Ignoring the facts about morality

One of the things that has always bothered me about morality debates with Christians is their common inability to distinguish between normative and descriptive claims. (Really, the issue extends beyond Christians, but it seems especially prevalent within that group.) It’s always possible to quickly identify someone who does not understand the distinction when a question is raised about the morality of a group or individual that has committed great atrocities. For example, “What makes the morality of the Nazis wrong if there is no god?” Oh, no! My worldview has been shattered and the Christians win! Please.

There are two obvious problems with this. First, it’s an annoying argument from consequence. It is being implied that an argument for subjective morality must be wrong because it leads to bad things. Second, and this is the real kicker, the whole point of this post, it confuses value claims and factual claims. Mike at The A-Unicornist has it covered:

Although it is in our nature to desire fairness and to feel compassion, we must reconcile those feelings with objective information about the natural world. So in forming rational moral judgments, it becomes absolutely vital that the information to which we have access is accurate.

◆ ENTRIES PROVIDED ◆
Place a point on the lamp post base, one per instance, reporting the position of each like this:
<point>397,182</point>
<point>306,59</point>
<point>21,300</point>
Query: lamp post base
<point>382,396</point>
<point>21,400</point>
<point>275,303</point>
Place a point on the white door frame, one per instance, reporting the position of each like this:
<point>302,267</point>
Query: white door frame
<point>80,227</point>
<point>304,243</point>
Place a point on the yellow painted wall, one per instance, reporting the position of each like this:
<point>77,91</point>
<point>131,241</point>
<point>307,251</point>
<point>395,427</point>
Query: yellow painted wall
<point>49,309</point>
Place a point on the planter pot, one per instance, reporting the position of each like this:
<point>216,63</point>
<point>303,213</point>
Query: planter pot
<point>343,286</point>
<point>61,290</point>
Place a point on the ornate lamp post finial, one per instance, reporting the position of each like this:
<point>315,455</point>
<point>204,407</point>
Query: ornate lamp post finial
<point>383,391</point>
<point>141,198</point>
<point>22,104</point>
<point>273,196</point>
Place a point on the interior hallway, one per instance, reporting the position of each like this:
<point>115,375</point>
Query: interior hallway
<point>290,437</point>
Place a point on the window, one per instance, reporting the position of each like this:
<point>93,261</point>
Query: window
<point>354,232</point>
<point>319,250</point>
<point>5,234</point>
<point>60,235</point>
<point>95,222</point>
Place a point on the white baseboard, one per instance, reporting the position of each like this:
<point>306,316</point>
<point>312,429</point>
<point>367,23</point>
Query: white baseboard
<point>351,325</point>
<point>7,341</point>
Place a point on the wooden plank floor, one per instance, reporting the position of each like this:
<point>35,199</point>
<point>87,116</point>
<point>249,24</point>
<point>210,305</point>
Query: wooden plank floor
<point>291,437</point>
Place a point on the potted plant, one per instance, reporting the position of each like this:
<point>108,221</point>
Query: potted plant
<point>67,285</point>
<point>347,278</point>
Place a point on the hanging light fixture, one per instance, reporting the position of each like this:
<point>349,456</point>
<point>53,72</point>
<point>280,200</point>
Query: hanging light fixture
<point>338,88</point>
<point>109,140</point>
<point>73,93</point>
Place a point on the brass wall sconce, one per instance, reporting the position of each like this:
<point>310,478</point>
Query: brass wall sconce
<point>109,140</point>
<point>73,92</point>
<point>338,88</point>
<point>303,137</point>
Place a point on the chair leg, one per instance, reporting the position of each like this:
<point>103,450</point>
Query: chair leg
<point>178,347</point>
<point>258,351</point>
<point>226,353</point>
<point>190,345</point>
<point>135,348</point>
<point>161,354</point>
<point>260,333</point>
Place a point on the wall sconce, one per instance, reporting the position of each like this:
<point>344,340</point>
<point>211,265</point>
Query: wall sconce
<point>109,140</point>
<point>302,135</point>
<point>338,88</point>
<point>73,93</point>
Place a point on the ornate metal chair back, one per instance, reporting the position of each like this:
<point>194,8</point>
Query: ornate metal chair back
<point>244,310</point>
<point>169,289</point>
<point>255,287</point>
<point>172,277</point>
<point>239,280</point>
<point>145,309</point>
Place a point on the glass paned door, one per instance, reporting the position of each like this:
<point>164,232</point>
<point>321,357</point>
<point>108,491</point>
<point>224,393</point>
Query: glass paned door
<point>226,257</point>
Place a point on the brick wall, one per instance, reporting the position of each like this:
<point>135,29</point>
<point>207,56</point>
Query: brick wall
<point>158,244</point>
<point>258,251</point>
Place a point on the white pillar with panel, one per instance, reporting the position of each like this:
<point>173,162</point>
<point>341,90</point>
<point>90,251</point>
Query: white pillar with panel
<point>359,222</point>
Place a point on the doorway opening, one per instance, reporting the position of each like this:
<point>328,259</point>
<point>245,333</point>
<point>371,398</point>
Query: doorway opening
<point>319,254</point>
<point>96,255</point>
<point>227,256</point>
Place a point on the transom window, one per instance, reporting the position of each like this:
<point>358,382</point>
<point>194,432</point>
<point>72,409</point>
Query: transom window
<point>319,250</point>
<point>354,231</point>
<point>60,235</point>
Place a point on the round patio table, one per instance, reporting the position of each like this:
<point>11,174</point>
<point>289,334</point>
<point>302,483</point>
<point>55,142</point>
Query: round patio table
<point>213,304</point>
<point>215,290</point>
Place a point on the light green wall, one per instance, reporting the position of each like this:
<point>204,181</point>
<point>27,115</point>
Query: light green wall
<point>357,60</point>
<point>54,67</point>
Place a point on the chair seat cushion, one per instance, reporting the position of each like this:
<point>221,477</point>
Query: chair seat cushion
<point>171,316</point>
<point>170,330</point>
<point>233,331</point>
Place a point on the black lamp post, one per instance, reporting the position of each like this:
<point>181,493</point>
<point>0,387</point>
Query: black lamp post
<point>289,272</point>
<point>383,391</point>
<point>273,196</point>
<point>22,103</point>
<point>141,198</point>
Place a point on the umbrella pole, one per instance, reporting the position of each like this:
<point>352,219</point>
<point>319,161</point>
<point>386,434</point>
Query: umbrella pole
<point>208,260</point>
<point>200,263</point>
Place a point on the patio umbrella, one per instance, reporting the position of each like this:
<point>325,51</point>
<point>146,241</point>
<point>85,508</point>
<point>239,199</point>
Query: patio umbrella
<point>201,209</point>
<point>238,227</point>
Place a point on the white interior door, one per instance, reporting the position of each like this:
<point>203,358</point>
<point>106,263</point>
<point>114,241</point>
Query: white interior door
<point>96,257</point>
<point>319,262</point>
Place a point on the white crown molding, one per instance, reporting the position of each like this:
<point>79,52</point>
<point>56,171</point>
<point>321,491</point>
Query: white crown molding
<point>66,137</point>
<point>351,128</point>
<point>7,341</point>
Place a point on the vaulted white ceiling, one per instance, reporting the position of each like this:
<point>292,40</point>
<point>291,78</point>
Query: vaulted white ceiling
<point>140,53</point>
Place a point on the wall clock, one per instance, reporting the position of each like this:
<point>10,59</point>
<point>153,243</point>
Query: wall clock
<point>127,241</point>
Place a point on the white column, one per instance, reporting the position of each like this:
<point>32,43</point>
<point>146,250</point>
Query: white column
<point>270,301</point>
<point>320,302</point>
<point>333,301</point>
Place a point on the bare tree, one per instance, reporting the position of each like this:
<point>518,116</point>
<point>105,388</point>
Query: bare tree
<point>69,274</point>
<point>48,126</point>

◆ WORK REQUEST 1 ◆
In the passage on morality debates, why does the quoted material call accurate information "absolutely vital" in forming rational moral judgments? Answer in one to three sentences.
◆ WORK REQUEST 2 ◆
Continue the passage on morality debates from its final sentence.
The rows have no connection to the passage on morality debates.

◆ REPLY 1 ◆
Our natural desire for fairness and our feelings of compassion have to be reconciled with objective information about the natural world. So the information we rely on must be accurate if our moral judgments are to be rational.

◆ REPLY 2 ◆
And that, quite simply, forms a solid foundation upon which to reject “Nazi morality”: the beliefs underpinning the Nazi’s attempt at global domination and extermination of Jewish people are false. The German people were not a genetically superior “race” of people, but were every bit as human as the Jews they so villainized. The notion that the Jews were partly, if not entirely, responsible for Germany’s economic woes was similarly pure nonsense. That’s how you get Nazi morality: you have people who passionately believe information that is patently false. It’s quite plausible that many Nazis, if not most, took no delight in the suffering of other people; but, by adopting the false belief that Jews were not actually people, they were able to overcome their natural human empathy, to the point that great atrocities were committed.

So the Christian really has asked a non-question. It is trivially resolvable – X group was factually incorrect – and nothing has even been said to advance the discussion. There are far more interesting ways to dig into the question of morality (presuming the theist can avoid begging the question with the assumption that morality is objective), but it takes the right sort of person to ask the right sorts of questions. Someone who may have a background in theology and religious ‘philosophy’ is going to ask shallow, remedial questions, and is far from the right sort of person. That’s why, even though this stuff is not that hard, Christians tend to be more of a detriment than a help in these kind of talks.